Nach der Antike waren die Wikinger oder Nordmänner das Bindeglied zwischen Nordsee, Ostsee, Schwarzem Meer und Kaspischem Meer; darüber hinaus drangen sie bis in den Nordatlantik vor. Sie tauchen erstmals in den Quellen des ausgehenden 8. Jahrhunderts auf, in denen Überfälle auf Klöster auf den Britischen Inseln und an der Mündung der Loire geschildert werden. Für das plötzliche Auftreten der Wikinger gibt es verschiedene Erklärungen. Bevölkerungsdruck und Landknappheit, die die Menschen auf die See zwangen, werden ebenso erwähnt wie die Kampfeslust junger Männer und die Gier nach leichter Beute. Führungspositionen in den Stammesgruppen (Häuptlinge) mussten immer wieder neu gewonnen werden. Hierzu gehörten nicht allein Kriegsglück und Ruhm, sondern auch der Aufbau einer Gefolgschaft, die ein erfolgreicher Krieger nur durch ständige Entlohnung mit Beute an sich binden konnte.

Als lohnendes Ziel bot sich das Frankenreich an, das trotz der Bemühungen Pippins und Karls des Großen noch nicht innerlich gefestigt, geschweige denn überall zu verteidigen war. Voraussetzung waren Schiffe und nautische Kenntnisse, die die Wikinger in besonderem Maße besaßen. Mit ihren hochseetüchtigen Schiffen segelten bzw. ruderten sie über die offene Nord- und Ostsee. Sie orientierten sich bei der Navigation an Sonne und Sternen sowie an Meeresströmungen und Wasserfärbungen. Mit größeren und kleineren Schiffen drangen die Wikinger über die Flussläufe ins Landesinnere vor, wo kaum ein Hafen vor ihnen sicher war.

Nicht nur in Skandinavien, sondern auch in der Nordseeinselwelt bildeten die Invasoren Herrschaften. Insbesondere die dänischen Könige, die von Jütland aus Häuptlinge und Kleinkönige unterworfen hatten, kontrollierten zunächst die benachbarten Inseln sowie die Passage zwischen Ostsee und Nordsee. Sie dehnten ihren Einfluss im Norden bis nach Viken, der Gegend um den Oslofjord, und im Süden bis zur Kanalküste aus. Die Eroberung Englands war dann nur folgerichtig. Um die Mitte des 9. Jahrhunderts nahmen die Dänen die Osthälfte Englands in Besitz und York wurde das Zentrum der dänischen Wikingerkönige. Sie forderten die Norweger in Irland heraus, wo diese sich ebenso wie auf den Orkneys, Shetlands und Hebriden niedergelassen hatten.

§ Aufgabe 1:
Beantworte anhand des Textes über die Wikinger:
(a) In welchem Zeitraum tauchen die Wikinger erstmals in den Quellen auf?
(b) Woran orientierten sich die Wikinger bei der Navigation?
(c) Welche Stadt wurde das Zentrum der dänischen Wikingerkönige?
§ Aufgabe 2: Schreib bitte den Text über die Wikinger von „Als lohnendes Ziel“ bis „ihnen sicher war.“ neu und setze dabei „Nordmänner“ an die Stelle von „Wikinger“.

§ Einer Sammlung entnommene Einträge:
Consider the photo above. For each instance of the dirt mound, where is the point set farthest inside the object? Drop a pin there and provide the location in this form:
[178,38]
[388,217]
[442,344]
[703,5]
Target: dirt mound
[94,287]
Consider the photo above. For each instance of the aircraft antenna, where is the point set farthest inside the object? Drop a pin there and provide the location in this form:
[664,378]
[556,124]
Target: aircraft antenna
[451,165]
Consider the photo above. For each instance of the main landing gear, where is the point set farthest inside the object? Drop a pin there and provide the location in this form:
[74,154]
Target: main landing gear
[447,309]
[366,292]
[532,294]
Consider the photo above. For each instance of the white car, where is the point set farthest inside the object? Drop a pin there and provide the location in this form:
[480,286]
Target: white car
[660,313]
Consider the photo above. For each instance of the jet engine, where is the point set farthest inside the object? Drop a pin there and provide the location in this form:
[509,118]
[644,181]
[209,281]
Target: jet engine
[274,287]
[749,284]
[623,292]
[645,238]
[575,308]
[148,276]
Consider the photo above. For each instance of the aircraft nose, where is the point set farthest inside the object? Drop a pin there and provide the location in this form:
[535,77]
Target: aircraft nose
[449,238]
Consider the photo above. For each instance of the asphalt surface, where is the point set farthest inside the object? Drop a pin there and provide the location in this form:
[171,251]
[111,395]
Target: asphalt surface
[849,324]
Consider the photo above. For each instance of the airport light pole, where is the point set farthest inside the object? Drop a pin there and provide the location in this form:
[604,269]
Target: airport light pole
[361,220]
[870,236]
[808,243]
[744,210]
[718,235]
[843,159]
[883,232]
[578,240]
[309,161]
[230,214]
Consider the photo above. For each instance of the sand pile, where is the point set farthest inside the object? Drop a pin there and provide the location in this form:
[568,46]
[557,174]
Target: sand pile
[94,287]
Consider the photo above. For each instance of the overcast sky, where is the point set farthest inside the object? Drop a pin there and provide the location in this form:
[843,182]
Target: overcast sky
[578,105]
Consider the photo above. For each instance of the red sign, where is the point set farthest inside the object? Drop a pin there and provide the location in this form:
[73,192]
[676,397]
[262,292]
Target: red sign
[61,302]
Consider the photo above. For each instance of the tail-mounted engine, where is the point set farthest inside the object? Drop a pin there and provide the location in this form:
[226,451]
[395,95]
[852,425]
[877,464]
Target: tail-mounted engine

§ Ergebnis 1:
(a) Im ausgehenden 8. Jahrhundert.
(b) An Sonne und Sternen sowie an Meeresströmungen und Wasserfärbungen.
(c) York.

§ Ergebnis 2:
Als lohnendes Ziel bot sich das Frankenreich an, das trotz der Bemühungen Pippins und Karls des Großen noch nicht innerlich gefestigt, geschweige denn überall zu verteidigen war. Voraussetzung waren Schiffe und nautische Kenntnisse, die die Nordmänner in besonderem Maße besaßen. Mit ihren hochseetüchtigen Schiffen segelten bzw. ruderten sie über die offene Nord- und Ostsee. Sie orientierten sich bei der Navigation an Sonne und Sternen sowie an Meeresströmungen und Wasserfärbungen. Mit größeren und kleineren Schiffen drangen die Nordmänner über die Flussläufe ins Landesinnere vor, wo kaum ein Hafen vor ihnen sicher war.